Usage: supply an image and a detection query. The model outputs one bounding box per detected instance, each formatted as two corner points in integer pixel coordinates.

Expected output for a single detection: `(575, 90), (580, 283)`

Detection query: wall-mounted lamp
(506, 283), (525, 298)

* * *

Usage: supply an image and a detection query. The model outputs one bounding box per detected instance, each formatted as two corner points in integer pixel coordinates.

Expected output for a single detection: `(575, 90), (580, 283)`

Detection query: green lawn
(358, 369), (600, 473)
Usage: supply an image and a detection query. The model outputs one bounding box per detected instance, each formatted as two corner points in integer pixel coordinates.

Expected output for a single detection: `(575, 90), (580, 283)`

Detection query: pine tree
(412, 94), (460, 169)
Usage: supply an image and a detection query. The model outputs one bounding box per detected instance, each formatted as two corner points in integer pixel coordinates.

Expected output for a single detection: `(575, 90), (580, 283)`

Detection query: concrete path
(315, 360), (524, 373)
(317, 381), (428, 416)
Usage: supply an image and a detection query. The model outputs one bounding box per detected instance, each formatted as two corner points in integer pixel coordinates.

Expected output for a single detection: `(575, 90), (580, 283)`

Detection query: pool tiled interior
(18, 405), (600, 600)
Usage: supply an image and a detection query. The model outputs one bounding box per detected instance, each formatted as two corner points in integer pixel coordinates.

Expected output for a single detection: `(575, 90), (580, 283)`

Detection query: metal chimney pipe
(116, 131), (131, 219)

...

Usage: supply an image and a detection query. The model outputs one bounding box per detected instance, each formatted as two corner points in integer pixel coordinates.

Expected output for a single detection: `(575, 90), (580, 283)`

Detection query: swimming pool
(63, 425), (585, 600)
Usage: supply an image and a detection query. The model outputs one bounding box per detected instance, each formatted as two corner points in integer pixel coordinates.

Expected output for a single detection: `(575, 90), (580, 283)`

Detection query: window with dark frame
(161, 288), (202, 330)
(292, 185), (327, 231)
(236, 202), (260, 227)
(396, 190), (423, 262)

Exercise directions: Identify each line in the material above that contains the string "pool" and copy those lines in full. Treat uppercase and lowercase as different.

Reply:
Detection query: pool tiled interior
Detection query: swimming pool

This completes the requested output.